What you need to do:
Please arrange the lines below as a two-column CSV with the columns "line_text" and "answer", one row per line, with its text and its answer each in a single quoted field and line breaks turned into spaces. Leave the pictures out.

[begin Data for the task]

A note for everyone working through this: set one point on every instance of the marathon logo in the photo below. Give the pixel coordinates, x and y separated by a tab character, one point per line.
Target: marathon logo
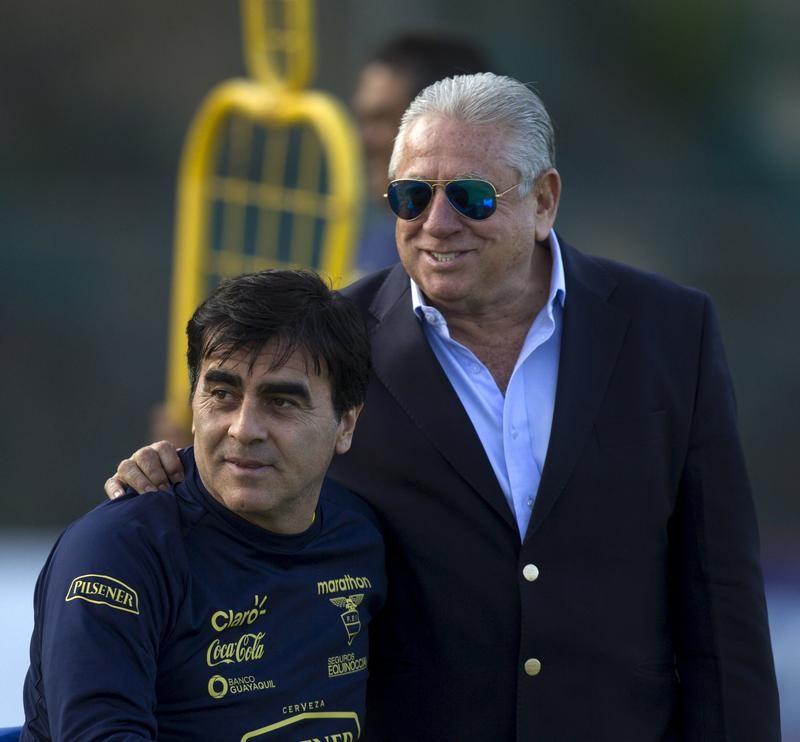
104	590
342	584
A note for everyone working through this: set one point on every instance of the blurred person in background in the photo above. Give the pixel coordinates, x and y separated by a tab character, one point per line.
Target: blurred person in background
550	442
389	80
239	602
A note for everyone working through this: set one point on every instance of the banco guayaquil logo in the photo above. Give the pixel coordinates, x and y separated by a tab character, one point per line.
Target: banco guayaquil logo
350	618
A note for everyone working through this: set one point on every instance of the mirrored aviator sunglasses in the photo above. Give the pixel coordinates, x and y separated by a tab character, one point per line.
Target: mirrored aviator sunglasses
471	197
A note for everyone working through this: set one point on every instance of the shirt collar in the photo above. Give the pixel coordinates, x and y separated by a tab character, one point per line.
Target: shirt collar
558	286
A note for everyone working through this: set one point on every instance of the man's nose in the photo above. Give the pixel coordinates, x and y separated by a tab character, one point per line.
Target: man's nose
249	423
440	216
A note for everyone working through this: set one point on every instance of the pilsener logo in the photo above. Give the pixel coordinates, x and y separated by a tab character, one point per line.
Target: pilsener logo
104	590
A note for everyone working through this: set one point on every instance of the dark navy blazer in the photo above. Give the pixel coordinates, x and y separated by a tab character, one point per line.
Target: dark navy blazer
647	618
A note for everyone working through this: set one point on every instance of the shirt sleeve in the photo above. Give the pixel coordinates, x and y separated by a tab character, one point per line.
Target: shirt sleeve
102	607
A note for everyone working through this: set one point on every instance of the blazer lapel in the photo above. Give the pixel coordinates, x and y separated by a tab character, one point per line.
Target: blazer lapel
421	388
591	338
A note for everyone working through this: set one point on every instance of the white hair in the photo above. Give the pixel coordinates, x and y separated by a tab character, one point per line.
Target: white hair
489	99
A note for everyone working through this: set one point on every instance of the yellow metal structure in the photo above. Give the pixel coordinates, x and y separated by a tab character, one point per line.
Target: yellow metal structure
270	176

[end Data for the task]

The completed task:
line_text,answer
"A note for everyone working through this: set one point on every instance of the marathon logo in the photo below. Give the pixel coordinates, x and y separated by a tab character, one point per line. Target: marathon logo","104	590 342	584"
"A note for everyone working through this: set one point on every instance of the blurred person in background in the photo above. Give the pixel coordinates, x and y separated by a tab character, one point per line. Target: blurred person in background","550	442 389	80 239	602"
"A note for everyone working through this: set one point on every instance of the banco guayaquil logo in the photo above. Give the pixel coordinates, x and y separated by a tab character, one point per line. Target: banco guayaquil logo","350	618"
"A note for everyone working through this: set one point on every instance of the mirrored aviator sunglasses in the photo above. Give the pixel coordinates, x and y separated by a tab character, one point per line. Target: mirrored aviator sunglasses","471	197"
"A note for everyone working through this: set one point on every instance of the shirt collar in the photo above. Give the pixel coordinates, x and y separated by a tab character, one point per line. Target: shirt collar","558	286"
"A note for everyone working through this: set one point on every instance of the man's nose in the photo above. Give the pixel coordinates, x and y separated by a tab character, one point per line. Target: man's nose","249	423 440	216"
"A note for everyone working through this: set one point on every instance of the pilsener logo in the photo above. Give the pixel coordinates, x and y separated by a tab character, one point per line. Target: pilsener logo","104	590"
"A note for everyone working through this: set one point on every instance of the dark navy blazer in the photo above. Give the pixel coordinates, x and y separated by a tab character, one point per line. Target: dark navy blazer","647	618"
"A note for everyone working through this: set one point on every instance of the shirt sleeve in the photo above. Give the pixel coordinates, x and y separated by a tab character, one point per line. Target: shirt sleeve","102	607"
"A note for everyone working through this: set one point on every instance of the blazer lapel in the photo above. Give the pixel coordinates, x and y separated by a tab character, one point per line. Target: blazer lapel","421	388 591	338"
"A note for everyone working through this: set one point on every instance of the white hair in the photo above. Give the pixel coordinates, x and y separated by a tab character, one point per line. Target: white hair","489	99"
"A note for everyone working through this: set one point on every instance of the yellow metal structure in the photo above. Give the pixel coordinates, x and y separated by a tab character, one point per line. Target: yellow metal structure","270	176"